→ Zu prüfender Text
● ● ●
Laut US-Finanzministerin Janet Yellen droht der USA ab dem 18. Oktober ansonsten die Zahlungsunfähigkeit. Immerhin konnte sich der Kongress kurz vor Fristablauf auf einen Übergangshaushalt bis zum 3. Dezember einigen und somit den drohenden Teil-Stillstand der Regierungsgeschäfte vorerst abwenden.
Ungeachtet dessen haben aber die Themenführerschaft wieder die alten Verdächtigen (Inflation, Tapering und steigende Marktzinsen) an sich gerissen. Obwohl die Inflationsthematik nie aus dem Augenmerk der Investoren verschwunden war, ist das Thema nicht zuletzt mit dem Eingeständnis von Fed-Chef Jerome Powell, dass sich die Inflation wohl länger auf einem höheren Stand halten werde als zuvor gedacht, wieder in den Vordergrund gerückt. Zudem hat die US-Notenbank bei ihrer letzten Sitzung bereits signalisiert, dass sie demnächst ihren ultralockeren geldpolitischen Kurs etwas straffen und möglicherweise schon Ende 2022 die Zinsen anheben könnte. Daraufhin stiegen die Renditen der zehnjährigen US-Anleihen sukzessive auf über 1,5 %, was den höchsten Wert seit rund drei Monaten darstellt.
Die Marktteilnehmer haben diesbezüglich eine etwas schizophrene Haltung eingenommen, was sich auch in den zuletzt deutlich schwankenden Kursen widerspiegelte. Denn einerseits unterstreicht die allmähliche Änderung der Zentralbankpolitik den Optimismus hinsichtlich des Wirtschaftswachstums und andererseits belastete aber der daraus resultierende Anstieg der Marktzinsen in den USA das Aktien-Umfeld. Insgesamt konnte sich die Standardwerte besser als die Technologieunternehmen behaupten, zumal diese auch abseits der sich langsam wieder normalisierenden Wachstumsraten eine stärker ausgeprägte Zinsreagibilität aufweisen. Dies unterstreicht auch unser Chart der Woche: Dargestellt ist hier der Verlauf des MSCI World Value sowie des MSCI World Growth über die letzten zwei Wochen. Gut zu erkennen ist hierbei, dass sich nach der relativ „hawkischen“ Zinssitzung der Fed am 22.09. und der daraufhin sukzessiv ansteigenden Renditen der gemeinsame Weg von Value und Growth getrennt hatte. Während die Wachstumstitel ihr Glück in Richtung Süden suchten, konnten sich die Value-Aktien sichtlich besser in diesem Umfeld behaupten.
● ● ●
→ Aufgaben
a: Bis zu welchem Datum gilt laut dem Text der Übergangshaushalt, auf den sich der Kongress geeinigt hat?
b: Tauschen Sie im Text „US-Notenbank“ gegen „amerikanische Zentralbank“ aus und geben Sie den Abschnitt von „Ungeachtet dessen haben“ bis „drei Monaten darstellt.“ wieder.

→ Gegebene Informationen
● ● ●
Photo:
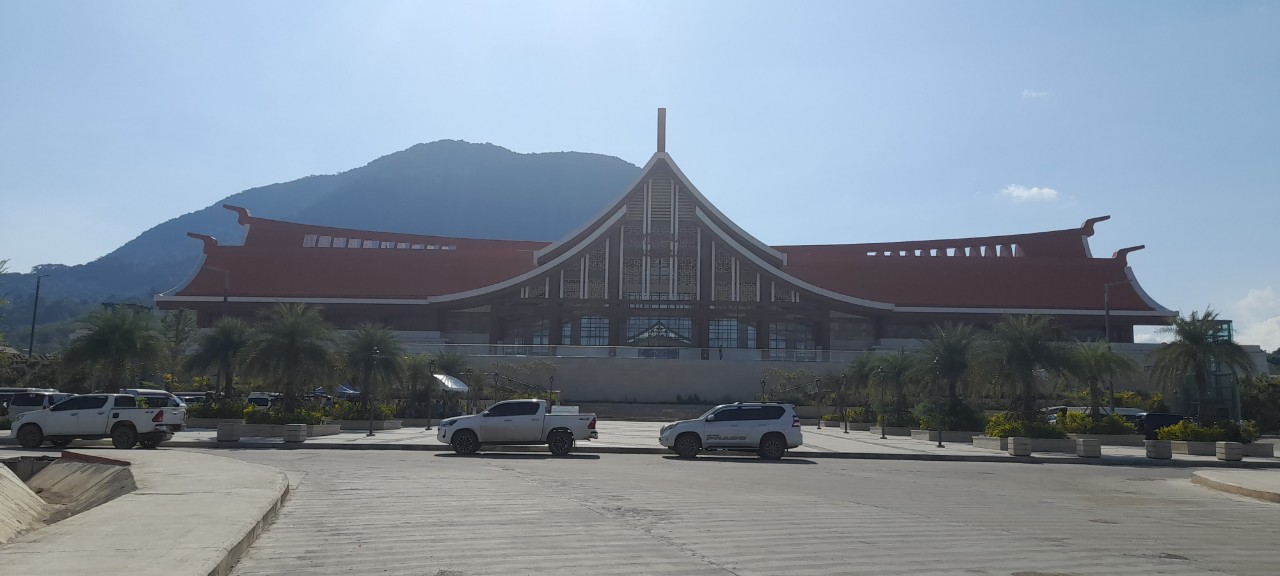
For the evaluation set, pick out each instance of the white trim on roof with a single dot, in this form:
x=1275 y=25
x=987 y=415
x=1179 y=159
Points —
x=784 y=275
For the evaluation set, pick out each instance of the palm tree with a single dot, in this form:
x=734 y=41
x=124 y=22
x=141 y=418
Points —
x=1092 y=362
x=892 y=376
x=219 y=347
x=375 y=359
x=1016 y=350
x=419 y=371
x=118 y=341
x=289 y=347
x=1197 y=347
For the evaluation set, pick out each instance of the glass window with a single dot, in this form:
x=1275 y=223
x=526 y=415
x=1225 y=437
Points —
x=728 y=415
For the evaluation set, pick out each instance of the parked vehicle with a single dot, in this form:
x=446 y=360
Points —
x=94 y=416
x=768 y=429
x=174 y=408
x=1151 y=421
x=32 y=401
x=524 y=421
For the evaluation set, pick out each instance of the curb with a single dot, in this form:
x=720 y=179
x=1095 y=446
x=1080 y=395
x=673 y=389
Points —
x=237 y=549
x=1235 y=489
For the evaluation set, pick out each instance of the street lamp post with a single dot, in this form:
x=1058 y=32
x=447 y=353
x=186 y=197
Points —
x=369 y=389
x=1106 y=323
x=35 y=306
x=430 y=384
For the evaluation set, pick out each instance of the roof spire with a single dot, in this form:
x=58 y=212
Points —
x=662 y=129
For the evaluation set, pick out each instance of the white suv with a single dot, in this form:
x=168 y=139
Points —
x=767 y=428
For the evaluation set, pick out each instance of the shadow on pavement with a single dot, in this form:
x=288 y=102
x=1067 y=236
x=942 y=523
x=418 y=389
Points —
x=743 y=458
x=516 y=456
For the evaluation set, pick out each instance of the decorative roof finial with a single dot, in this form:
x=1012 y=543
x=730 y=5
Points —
x=662 y=129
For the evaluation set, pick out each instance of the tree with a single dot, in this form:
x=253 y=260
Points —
x=118 y=341
x=1198 y=347
x=289 y=347
x=1016 y=352
x=178 y=328
x=219 y=348
x=375 y=359
x=891 y=379
x=1093 y=362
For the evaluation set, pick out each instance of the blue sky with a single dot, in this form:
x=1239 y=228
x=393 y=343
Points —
x=804 y=122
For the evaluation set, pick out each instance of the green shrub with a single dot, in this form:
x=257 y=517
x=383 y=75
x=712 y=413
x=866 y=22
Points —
x=1188 y=430
x=1008 y=425
x=344 y=410
x=1080 y=423
x=216 y=410
x=277 y=416
x=955 y=415
x=862 y=414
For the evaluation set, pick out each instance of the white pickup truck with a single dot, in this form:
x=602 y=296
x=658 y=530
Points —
x=94 y=416
x=511 y=423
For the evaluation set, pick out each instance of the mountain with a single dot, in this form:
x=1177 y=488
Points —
x=447 y=187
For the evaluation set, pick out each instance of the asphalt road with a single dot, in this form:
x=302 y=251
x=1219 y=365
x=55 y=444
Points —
x=440 y=515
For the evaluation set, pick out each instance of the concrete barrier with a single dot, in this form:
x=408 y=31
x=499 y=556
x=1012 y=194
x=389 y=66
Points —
x=1088 y=448
x=1159 y=449
x=295 y=433
x=1229 y=451
x=229 y=432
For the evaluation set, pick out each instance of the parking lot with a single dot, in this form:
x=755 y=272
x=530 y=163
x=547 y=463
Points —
x=435 y=513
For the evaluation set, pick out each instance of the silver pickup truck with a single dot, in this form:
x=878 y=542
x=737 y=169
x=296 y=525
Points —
x=90 y=417
x=512 y=423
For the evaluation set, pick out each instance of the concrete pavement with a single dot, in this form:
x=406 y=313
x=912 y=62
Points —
x=191 y=515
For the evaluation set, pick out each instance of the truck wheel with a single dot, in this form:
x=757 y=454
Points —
x=465 y=443
x=124 y=437
x=772 y=447
x=31 y=437
x=688 y=444
x=560 y=443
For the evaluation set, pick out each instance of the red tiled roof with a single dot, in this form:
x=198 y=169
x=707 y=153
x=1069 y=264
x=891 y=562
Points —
x=273 y=263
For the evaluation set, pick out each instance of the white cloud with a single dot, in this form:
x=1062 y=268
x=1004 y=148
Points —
● ● ●
→ Lösungen
a: Bis zum 3. Dezember.

b:
Ungeachtet dessen haben aber die Themenführerschaft wieder die alten Verdächtigen (Inflation, Tapering und steigende Marktzinsen) an sich gerissen. Obwohl die Inflationsthematik nie aus dem Augenmerk der Investoren verschwunden war, ist das Thema nicht zuletzt mit dem Eingeständnis von Fed-Chef Jerome Powell, dass sich die Inflation wohl länger auf einem höheren Stand halten werde als zuvor gedacht, wieder in den Vordergrund gerückt. Zudem hat die amerikanische Zentralbank bei ihrer letzten Sitzung bereits signalisiert, dass sie demnächst ihren ultralockeren geldpolitischen Kurs etwas straffen und möglicherweise schon Ende 2022 die Zinsen anheben könnte. Daraufhin stiegen die Renditen der zehnjährigen US-Anleihen sukzessive auf über 1,5 %, was den höchsten Wert seit rund drei Monaten darstellt.